** Start of Exercise material **

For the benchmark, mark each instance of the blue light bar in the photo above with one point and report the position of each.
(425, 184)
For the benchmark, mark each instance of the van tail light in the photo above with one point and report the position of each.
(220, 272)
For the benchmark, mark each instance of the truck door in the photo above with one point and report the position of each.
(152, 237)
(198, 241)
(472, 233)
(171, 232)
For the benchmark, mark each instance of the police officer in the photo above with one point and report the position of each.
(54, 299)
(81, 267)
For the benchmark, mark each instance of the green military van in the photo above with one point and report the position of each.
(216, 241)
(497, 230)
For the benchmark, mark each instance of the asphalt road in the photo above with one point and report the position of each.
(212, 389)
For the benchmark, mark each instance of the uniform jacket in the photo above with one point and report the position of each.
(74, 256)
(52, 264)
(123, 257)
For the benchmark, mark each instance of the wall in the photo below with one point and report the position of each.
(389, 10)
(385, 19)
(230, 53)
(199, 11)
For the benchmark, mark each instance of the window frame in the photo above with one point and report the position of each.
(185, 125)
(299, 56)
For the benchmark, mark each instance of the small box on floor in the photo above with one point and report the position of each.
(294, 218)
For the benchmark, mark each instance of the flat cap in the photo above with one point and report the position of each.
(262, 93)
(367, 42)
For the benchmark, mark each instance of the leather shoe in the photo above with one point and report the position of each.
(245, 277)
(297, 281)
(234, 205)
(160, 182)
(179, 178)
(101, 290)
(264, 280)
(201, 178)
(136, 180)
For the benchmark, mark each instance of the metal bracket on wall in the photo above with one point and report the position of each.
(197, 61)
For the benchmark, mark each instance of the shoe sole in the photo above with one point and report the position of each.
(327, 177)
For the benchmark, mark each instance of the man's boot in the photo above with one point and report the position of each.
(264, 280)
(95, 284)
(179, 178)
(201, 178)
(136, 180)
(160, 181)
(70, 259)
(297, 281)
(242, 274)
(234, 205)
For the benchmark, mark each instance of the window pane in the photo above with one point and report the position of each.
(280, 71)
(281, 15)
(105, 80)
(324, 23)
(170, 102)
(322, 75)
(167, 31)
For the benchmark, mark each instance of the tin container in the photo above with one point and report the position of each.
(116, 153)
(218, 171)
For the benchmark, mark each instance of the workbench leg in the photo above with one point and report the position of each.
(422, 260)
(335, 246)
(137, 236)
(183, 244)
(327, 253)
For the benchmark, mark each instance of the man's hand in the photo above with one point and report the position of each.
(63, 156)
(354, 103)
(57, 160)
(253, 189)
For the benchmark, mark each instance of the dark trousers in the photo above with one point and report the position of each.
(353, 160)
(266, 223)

** End of Exercise material **

What is required:
Copy out, word for word, the part of the material that opens with the line containing "For the benchmark, mark each instance of the workbench" and runs to the end of the material.

Exercise response:
For the benchmark, mark each instance of the workbench leg in the photo above with one point and report the position of each.
(422, 260)
(335, 246)
(137, 236)
(183, 244)
(327, 253)
For the benchmark, mark each instance of the man's hand in the photo above with one point and report the position of each.
(63, 156)
(354, 103)
(57, 160)
(253, 189)
For the benchmark, mark each instance of the dark trousers in the photo above with one point and report the position of each.
(353, 160)
(266, 223)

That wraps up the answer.